**Text provided**

________________

I gave it just three stars, but it's possible I'm being too hard on it. The book wasn't what I expected it to be, and it took me a while to accept what it was. It got better as it went along.
The title made me thing it was going to focus heavily on contemporary Chicago. After all, inequality is a trendy topic nowadays - and add the word "modern" to it -- well, that really sounds like it's going to be recent.
Not quite. This does get into the 21st century, but begins way back in the Progressive Era. Essentially, it's a history of Chicago since 1900. (Why start then? Frankly, I'm not fully sure, other than the Progressive Era was an era of an increasing scope of government and bureacritzation of it).
One other problem I'd say about this book: the rubrics or "power and inequality" are a bit too general. You could fit just about anything into this, so sometimes it felt a little flat to me; more like a general history than a particular point.
OK, for the material itself.....
Chicago seemed to be coming apart in the Progressive Era. It was tops in violence and had as series o bad labor strikes in 1904-05 (stockyards and teamsters). There was racial anxiety. This helped lead to the City Beautiful movement and the Burnham Plan. There was the race riot and later Cermak's election. For Diamond, Cermak was more about making business work than fighting for social justice and his term neutralized anti-capitalist rhetoric. The first chapter thus takes a third of the 20th century.
Black Chicago was emerging with the Defender as its paper. A lot of "policy" betting occurred, and it helped prop up all sorts of black businesses. A. P. Randolph got his union going, but had to overcome the initial opposition of the black churches. Real estate was a growing industry in Bronzeville.
Race in 1940s Chicago cost Ed Kelly the job as mayor. Blacks were part of the machine. Zoot suits became a symbol of a new attitude in the ghetto. Englewood: blacks enter and whites flee. Whites use terror to keep blacks out of a neighborhood.

________________

**Data**

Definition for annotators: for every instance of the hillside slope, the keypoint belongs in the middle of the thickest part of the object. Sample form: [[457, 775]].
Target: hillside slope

________________

**Problem statement**
Copy the book review from "The title made" up to and including "the material itself.....", swapping "Progressive Era" for "Gilded Age".

**Solution for this problem**
The title made me thing it was going to focus heavily on contemporary Chicago. After all, inequality is a trendy topic nowadays - and add the word "modern" to it -- well, that really sounds like it's going to be recent.
Not quite. This does get into the 21st century, but begins way back in the Gilded Age. Essentially, it's a history of Chicago since 1900. (Why start then? Frankly, I'm not fully sure, other than the Gilded Age was an era of an increasing scope of government and bureacritzation of it).
One other problem I'd say about this book: the rubrics or "power and inequality" are a bit too general. You could fit just about anything into this, so sometimes it felt a little flat to me; more like a general history than a particular point.
OK, for the material itself.....